**Article:**
Quick summary of the next few slides:

Memory is abstracted as one large "chunk" of consecutive memory, and programmers often think of it as a single chip. However, this is not completely true! RAM (in this case) is actually split across EIGHT chips (or nine, if parity is included). So how should the memory controller actually split up data across these eight chips? Should a group of local memory be stored on one chip, or on many chips? To maximize utility of the memory pins (a potential bottleneck), data is striped across many chips, so they can be accessed in parallel. In the slide above, we see this "stripe" of memory as a yellow line. In reality, the memory controller may be even more intelligent with data placement in RAM than a simple striping mechanism, to maximize throughput when accessing memory.

vrkrishn

We described the data pins in the single memory bank system as the bottleneck in the system, and I assume that more such pins were not put into the chip because they are monetarily expensive to mass produce or such. If so, what advantage are we gaining from a 8 bank memory system with 64 data pins vs one memory bank 8 times as large with 64 pins as well.

From my reasoning, there would still be a transfer granularity of 64 bits, the memory bandwidth would be increased the same, and better yet the recharge mechanism of such a system would not have to be copied over 8 different memory banks, potentially saving power.

Am I missing something here; how does parallelizing the memory across multiple banks advantage the system when the bottleneck comes from the number of data pins in the system, a variable that can be increased without splitting up the memory banks. The only thin I see is that a parallel model conserves surface area (by being able to stack banks).

kayvonf

And just for the curious, this lecture only deals with the chips on one side of a DIMM. The D in DIMM is for "dual" and there's another set of chips on the other side of the module. (not shown in the picture). Of course, if you open up a modern machine you'll see multiple DIMMs as well.

benchoi

@vrkrishn That would require a single giant IC with 64 pins instead of 8 ICs, which seems harder to fit onto a circuit board and makes manufacturing more difficult (having more and smaller chips allows defective chips to be replaced more easily). It seems to me that pins are expensive not so much because they're hard to manufacture as because of the space they take up.

sluck

According to this (old?) arstechnica article, increasing the pin count not only increases the cost of manufacturing memory, but also the cost of any connectors and also the motherboard connected to the memory. So increasing the pin count will increase the cost of several parts of the system.

**Records provided:**
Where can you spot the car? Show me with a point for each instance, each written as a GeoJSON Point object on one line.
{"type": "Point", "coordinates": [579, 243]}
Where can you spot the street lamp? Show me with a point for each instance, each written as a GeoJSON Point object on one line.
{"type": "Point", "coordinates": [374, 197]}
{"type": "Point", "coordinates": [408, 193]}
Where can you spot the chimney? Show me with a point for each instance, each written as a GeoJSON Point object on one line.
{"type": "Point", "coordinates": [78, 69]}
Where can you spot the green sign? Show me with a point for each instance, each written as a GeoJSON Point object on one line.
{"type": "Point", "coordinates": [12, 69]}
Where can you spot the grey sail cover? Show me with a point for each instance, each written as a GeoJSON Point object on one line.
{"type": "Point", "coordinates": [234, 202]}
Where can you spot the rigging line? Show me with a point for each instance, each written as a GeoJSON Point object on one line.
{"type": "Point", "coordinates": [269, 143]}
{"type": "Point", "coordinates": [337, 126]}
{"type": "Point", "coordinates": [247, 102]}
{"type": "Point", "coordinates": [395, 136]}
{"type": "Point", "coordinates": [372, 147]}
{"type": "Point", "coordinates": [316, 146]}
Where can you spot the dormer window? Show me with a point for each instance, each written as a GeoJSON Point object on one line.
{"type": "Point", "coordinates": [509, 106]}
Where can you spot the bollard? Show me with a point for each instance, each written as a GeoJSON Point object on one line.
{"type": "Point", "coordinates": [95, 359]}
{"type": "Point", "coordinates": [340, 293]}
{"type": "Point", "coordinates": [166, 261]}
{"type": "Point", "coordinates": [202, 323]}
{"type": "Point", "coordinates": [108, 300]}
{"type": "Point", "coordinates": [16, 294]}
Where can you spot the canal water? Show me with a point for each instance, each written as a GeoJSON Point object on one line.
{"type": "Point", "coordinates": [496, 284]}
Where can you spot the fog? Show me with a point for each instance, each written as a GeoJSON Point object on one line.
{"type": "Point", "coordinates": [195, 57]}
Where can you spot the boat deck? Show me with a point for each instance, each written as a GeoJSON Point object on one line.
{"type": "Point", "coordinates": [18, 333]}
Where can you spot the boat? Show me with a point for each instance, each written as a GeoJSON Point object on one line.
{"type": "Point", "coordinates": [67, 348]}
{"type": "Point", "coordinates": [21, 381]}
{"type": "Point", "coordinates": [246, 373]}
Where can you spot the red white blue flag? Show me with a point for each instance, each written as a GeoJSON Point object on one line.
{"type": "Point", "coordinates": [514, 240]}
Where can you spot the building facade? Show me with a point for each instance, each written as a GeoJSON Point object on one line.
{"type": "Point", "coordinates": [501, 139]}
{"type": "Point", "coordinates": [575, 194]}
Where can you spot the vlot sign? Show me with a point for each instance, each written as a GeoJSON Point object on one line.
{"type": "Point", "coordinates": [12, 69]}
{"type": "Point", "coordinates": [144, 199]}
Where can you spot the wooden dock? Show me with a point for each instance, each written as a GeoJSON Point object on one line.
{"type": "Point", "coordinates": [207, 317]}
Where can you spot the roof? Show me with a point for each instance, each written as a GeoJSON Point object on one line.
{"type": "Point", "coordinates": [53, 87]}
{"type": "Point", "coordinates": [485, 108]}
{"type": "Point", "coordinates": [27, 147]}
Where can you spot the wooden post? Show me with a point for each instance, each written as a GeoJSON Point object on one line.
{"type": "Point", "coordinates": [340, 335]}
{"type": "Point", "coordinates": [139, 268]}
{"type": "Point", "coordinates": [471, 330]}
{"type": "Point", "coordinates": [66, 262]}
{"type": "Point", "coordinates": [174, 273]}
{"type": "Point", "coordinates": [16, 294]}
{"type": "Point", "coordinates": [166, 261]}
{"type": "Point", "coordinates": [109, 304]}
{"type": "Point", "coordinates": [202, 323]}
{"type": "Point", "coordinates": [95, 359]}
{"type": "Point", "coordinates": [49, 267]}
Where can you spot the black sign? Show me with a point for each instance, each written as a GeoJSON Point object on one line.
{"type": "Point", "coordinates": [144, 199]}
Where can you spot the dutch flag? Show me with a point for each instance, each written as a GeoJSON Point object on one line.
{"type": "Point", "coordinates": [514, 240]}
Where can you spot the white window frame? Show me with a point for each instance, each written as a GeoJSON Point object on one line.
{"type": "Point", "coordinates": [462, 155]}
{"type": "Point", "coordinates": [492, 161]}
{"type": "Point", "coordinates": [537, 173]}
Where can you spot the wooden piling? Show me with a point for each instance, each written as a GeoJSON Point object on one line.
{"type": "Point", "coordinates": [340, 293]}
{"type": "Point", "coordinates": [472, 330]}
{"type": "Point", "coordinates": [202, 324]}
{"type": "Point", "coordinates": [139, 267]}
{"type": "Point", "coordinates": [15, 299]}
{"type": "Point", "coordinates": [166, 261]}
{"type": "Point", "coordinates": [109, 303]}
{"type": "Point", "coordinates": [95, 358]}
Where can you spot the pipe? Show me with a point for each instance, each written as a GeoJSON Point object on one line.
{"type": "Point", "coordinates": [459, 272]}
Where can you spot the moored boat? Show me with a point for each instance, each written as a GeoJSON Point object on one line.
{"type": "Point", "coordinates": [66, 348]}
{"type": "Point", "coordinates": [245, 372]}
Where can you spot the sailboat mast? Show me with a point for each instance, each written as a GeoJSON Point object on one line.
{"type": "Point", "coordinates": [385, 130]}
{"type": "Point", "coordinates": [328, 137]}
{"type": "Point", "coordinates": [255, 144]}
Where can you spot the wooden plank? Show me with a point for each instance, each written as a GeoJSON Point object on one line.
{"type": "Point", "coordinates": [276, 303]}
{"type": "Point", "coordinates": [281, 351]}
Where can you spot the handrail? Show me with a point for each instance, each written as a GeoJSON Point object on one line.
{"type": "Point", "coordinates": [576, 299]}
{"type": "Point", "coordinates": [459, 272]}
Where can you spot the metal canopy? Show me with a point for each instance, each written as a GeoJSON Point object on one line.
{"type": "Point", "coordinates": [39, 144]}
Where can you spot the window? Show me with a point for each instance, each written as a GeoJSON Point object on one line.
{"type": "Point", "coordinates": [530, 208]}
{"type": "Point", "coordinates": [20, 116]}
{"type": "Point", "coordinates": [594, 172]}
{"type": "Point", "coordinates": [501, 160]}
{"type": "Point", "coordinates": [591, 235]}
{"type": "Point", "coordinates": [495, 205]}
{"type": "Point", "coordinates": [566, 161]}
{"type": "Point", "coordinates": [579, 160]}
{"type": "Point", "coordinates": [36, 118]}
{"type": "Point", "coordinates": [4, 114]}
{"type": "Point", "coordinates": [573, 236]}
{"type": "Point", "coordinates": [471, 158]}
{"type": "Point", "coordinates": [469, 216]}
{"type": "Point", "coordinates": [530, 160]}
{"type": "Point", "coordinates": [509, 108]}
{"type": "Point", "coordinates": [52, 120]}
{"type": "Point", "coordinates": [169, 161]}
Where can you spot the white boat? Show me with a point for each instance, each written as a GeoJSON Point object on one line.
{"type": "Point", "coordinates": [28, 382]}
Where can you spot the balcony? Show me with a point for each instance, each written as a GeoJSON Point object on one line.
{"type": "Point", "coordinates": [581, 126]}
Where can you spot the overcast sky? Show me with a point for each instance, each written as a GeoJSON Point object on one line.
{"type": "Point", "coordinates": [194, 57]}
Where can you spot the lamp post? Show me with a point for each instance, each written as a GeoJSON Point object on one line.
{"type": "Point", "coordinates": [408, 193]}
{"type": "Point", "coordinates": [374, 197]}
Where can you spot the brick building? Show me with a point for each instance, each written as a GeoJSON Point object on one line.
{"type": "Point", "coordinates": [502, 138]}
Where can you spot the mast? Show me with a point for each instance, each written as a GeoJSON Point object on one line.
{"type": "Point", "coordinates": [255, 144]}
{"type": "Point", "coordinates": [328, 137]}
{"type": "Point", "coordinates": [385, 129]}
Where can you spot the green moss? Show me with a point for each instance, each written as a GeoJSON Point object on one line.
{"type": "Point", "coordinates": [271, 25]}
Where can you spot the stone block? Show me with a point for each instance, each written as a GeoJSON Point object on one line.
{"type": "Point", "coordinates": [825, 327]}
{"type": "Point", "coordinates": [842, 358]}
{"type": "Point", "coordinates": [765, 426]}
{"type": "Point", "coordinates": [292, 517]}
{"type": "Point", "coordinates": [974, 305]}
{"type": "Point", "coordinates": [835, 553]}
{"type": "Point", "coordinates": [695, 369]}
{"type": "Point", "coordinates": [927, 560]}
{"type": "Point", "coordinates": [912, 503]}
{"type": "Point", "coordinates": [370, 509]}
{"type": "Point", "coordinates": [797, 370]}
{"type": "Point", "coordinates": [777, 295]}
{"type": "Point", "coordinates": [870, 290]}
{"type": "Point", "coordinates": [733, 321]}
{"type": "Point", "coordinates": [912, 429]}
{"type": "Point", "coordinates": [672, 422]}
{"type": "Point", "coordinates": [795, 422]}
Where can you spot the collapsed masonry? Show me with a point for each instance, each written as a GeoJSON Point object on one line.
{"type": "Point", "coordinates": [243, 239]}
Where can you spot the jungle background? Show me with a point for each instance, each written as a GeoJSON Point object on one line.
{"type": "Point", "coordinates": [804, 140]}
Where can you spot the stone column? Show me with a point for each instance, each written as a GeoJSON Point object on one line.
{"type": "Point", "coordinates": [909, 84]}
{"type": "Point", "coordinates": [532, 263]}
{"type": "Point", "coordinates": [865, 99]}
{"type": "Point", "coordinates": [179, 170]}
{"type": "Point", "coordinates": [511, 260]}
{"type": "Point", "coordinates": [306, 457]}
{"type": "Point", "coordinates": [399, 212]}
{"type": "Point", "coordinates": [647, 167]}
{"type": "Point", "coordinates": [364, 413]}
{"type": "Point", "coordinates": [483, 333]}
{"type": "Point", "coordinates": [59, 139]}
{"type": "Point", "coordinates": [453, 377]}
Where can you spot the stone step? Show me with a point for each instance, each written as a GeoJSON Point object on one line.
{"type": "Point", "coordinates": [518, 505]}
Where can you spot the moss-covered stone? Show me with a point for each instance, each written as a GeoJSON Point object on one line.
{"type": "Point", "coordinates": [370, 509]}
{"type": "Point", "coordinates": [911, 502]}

**What is being asked:**
In the discussion of memory chips, rewrite the stretch from "We described the" through "pins as well.", replacing "bottleneck" with "limiting factor".

**Completed exercise:**
We described the data pins in the single memory bank system as the limiting factor in the system, and I assume that more such pins were not put into the chip because they are monetarily expensive to mass produce or such. If so, what advantage are we gaining from a 8 bank memory system with 64 data pins vs one memory bank 8 times as large with 64 pins as well.